Travail demandé:
Imprimez, s'il vous plaît, le passage du texte sur la joie qui va de « Je parle ici » jusqu'à « et claires. » inclus, sans y changer un seul mot.

Texte fourni:
○ ○ ○
Je parle ici de la joie active qui a lieu quand l'âme comprend d'une
manière claire et distincte l'objet qui la lui donne et qu'elle
est libre de l'accepter ou repousser. Car il existe aussi une joie passive,
que la volonté peut éprouver sans en comprendre d'une manière
claire et distincte la cause, ou, quand elle la comprend parfois, il n'est
pas en son pouvoir alors de l'éprouver ou non. Nous traiterons plus
tard de cette dernière. Pour le moment, nous parlerons de la joie
en tant qu'elle est active et volontaire, et a pour objets des choses distinctes
et claires.
La joie
peut naître de six genres d'objets ou de biens: ils sont temporels,
naturels, sensuels, moraux, surnaturels et spirituels. Nous parlerons de
chacun d'eux à part, en dirigeant la volonté d'après
la raison, pour qu'elle n'y trouve pas un obstacle qui l'empêche
de placer en Dieu toute la force de sa joie.
○ ○ ○
Données fournies:
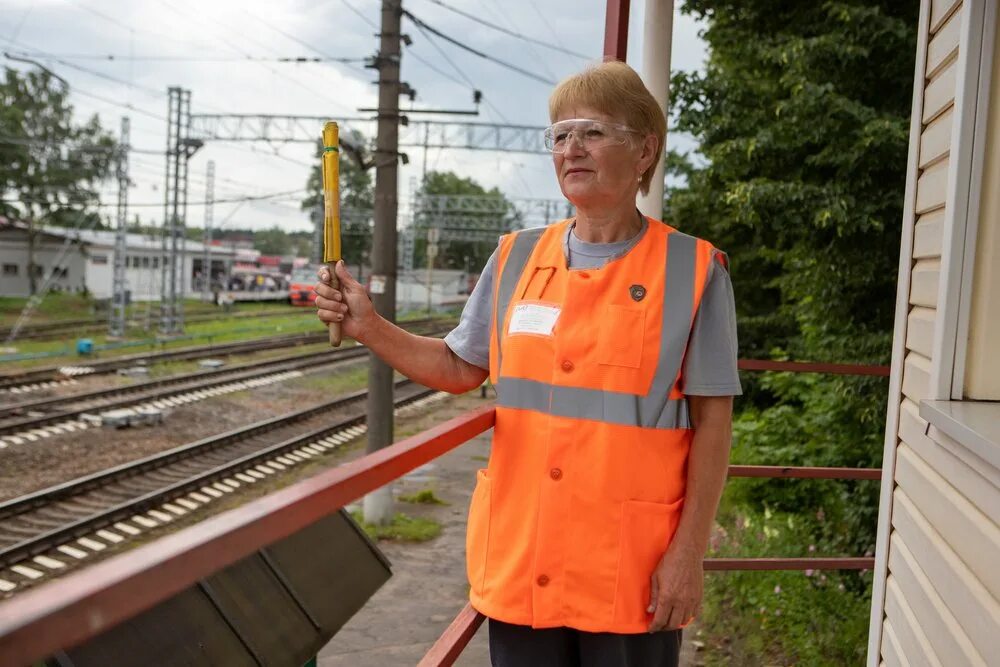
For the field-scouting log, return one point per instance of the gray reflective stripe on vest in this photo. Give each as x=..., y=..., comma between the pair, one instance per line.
x=652, y=410
x=524, y=243
x=611, y=407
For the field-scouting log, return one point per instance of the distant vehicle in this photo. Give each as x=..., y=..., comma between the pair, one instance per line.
x=301, y=290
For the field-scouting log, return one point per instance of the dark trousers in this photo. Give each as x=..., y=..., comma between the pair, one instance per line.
x=523, y=646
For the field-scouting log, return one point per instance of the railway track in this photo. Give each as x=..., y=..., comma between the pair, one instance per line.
x=28, y=380
x=31, y=420
x=73, y=327
x=48, y=532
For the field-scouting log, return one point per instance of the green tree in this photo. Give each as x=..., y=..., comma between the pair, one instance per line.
x=469, y=227
x=50, y=167
x=357, y=196
x=802, y=119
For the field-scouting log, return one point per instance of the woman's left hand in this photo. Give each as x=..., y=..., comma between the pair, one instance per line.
x=676, y=590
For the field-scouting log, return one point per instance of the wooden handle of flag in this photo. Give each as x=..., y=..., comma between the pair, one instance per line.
x=331, y=212
x=334, y=327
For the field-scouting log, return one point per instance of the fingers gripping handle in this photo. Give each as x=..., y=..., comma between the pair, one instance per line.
x=334, y=327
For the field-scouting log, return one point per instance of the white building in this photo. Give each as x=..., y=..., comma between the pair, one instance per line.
x=84, y=261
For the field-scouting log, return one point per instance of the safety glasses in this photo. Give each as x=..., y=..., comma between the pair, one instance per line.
x=590, y=134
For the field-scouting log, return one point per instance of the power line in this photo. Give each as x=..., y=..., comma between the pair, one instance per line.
x=360, y=14
x=549, y=26
x=486, y=56
x=509, y=21
x=461, y=73
x=111, y=57
x=327, y=57
x=102, y=75
x=506, y=31
x=132, y=29
x=287, y=195
x=313, y=90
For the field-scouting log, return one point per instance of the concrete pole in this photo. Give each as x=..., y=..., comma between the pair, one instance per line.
x=206, y=262
x=657, y=34
x=378, y=504
x=116, y=324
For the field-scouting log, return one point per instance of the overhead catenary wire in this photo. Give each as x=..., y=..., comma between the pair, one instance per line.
x=540, y=59
x=360, y=14
x=112, y=57
x=507, y=31
x=313, y=90
x=514, y=68
x=289, y=195
x=458, y=69
x=327, y=57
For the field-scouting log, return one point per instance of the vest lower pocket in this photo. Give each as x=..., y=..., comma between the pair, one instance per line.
x=646, y=531
x=477, y=535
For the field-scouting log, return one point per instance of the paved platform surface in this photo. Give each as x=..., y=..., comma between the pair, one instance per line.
x=428, y=587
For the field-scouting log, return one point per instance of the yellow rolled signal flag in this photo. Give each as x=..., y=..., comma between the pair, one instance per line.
x=331, y=212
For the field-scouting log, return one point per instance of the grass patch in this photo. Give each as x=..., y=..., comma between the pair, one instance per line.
x=336, y=381
x=423, y=497
x=403, y=528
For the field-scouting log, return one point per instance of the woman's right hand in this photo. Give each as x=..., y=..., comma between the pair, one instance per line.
x=348, y=305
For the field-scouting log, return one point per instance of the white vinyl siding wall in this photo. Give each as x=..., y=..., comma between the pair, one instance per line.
x=937, y=582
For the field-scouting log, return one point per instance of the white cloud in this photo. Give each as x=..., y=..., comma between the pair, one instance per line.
x=232, y=28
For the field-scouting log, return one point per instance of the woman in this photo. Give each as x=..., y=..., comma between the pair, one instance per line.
x=611, y=341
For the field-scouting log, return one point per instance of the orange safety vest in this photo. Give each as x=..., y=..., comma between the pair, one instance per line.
x=586, y=477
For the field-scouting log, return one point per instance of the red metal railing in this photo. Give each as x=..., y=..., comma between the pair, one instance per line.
x=456, y=637
x=82, y=605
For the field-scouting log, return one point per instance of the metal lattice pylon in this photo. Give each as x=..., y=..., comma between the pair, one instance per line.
x=180, y=148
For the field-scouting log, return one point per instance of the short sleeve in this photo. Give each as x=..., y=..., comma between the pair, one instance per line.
x=470, y=340
x=710, y=362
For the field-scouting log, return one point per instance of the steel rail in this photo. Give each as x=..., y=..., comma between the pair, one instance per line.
x=81, y=605
x=154, y=493
x=159, y=389
x=48, y=373
x=54, y=372
x=54, y=329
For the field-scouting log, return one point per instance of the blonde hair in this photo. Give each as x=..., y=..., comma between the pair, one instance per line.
x=615, y=89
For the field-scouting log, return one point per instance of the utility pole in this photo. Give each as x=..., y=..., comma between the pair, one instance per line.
x=206, y=262
x=116, y=322
x=378, y=504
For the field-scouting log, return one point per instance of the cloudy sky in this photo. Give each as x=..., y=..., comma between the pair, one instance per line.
x=226, y=52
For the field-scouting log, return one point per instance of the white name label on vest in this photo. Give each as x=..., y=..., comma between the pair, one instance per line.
x=533, y=318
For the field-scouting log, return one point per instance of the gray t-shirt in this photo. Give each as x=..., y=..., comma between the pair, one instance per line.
x=710, y=361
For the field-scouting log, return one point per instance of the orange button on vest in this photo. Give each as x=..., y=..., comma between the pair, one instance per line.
x=611, y=426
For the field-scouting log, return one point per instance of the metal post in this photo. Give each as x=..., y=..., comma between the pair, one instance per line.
x=166, y=304
x=116, y=322
x=616, y=30
x=179, y=151
x=175, y=212
x=657, y=34
x=206, y=262
x=433, y=235
x=378, y=504
x=181, y=246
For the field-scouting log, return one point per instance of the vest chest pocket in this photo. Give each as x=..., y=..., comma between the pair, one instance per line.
x=621, y=336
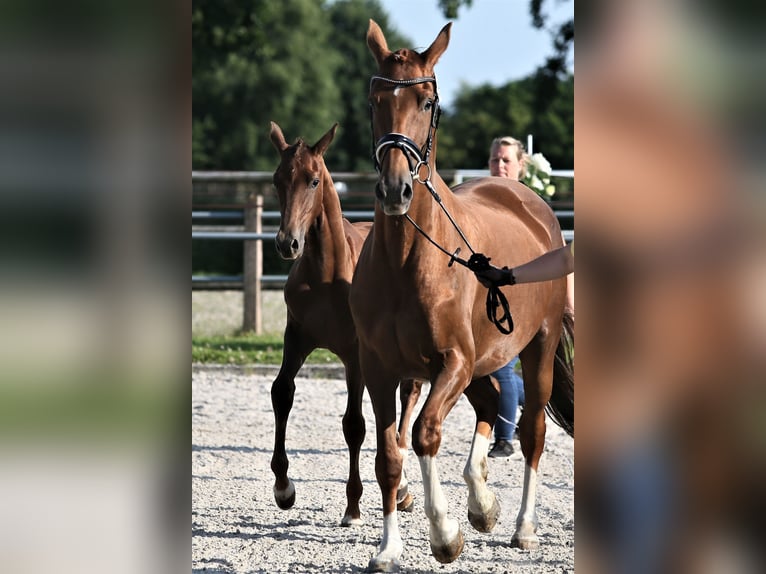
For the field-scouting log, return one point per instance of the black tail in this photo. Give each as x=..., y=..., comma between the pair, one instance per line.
x=561, y=406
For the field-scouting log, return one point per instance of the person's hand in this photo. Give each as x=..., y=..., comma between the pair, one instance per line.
x=494, y=276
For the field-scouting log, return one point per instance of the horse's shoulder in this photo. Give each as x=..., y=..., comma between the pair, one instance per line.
x=499, y=192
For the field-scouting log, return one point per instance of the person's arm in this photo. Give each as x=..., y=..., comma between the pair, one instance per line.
x=550, y=265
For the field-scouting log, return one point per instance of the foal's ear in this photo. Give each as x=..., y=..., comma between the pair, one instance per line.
x=436, y=49
x=376, y=42
x=321, y=146
x=277, y=137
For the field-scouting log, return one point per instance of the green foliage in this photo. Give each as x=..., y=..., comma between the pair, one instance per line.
x=485, y=112
x=248, y=350
x=253, y=62
x=305, y=64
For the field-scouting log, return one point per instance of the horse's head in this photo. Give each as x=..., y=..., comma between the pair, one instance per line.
x=299, y=181
x=404, y=108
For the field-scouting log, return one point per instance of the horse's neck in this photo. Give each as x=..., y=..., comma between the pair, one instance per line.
x=328, y=238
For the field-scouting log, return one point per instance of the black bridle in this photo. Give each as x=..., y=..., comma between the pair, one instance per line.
x=418, y=157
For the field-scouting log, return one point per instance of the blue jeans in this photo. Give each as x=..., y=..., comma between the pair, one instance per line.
x=511, y=396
○ ○ ○
Réponse correcte:
Je parle ici de la joie active qui a lieu quand l'âme comprend d'une
manière claire et distincte l'objet qui la lui donne et qu'elle
est libre de l'accepter ou repousser. Car il existe aussi une joie passive,
que la volonté peut éprouver sans en comprendre d'une manière
claire et distincte la cause, ou, quand elle la comprend parfois, il n'est
pas en son pouvoir alors de l'éprouver ou non. Nous traiterons plus
tard de cette dernière. Pour le moment, nous parlerons de la joie
en tant qu'elle est active et volontaire, et a pour objets des choses distinctes
et claires.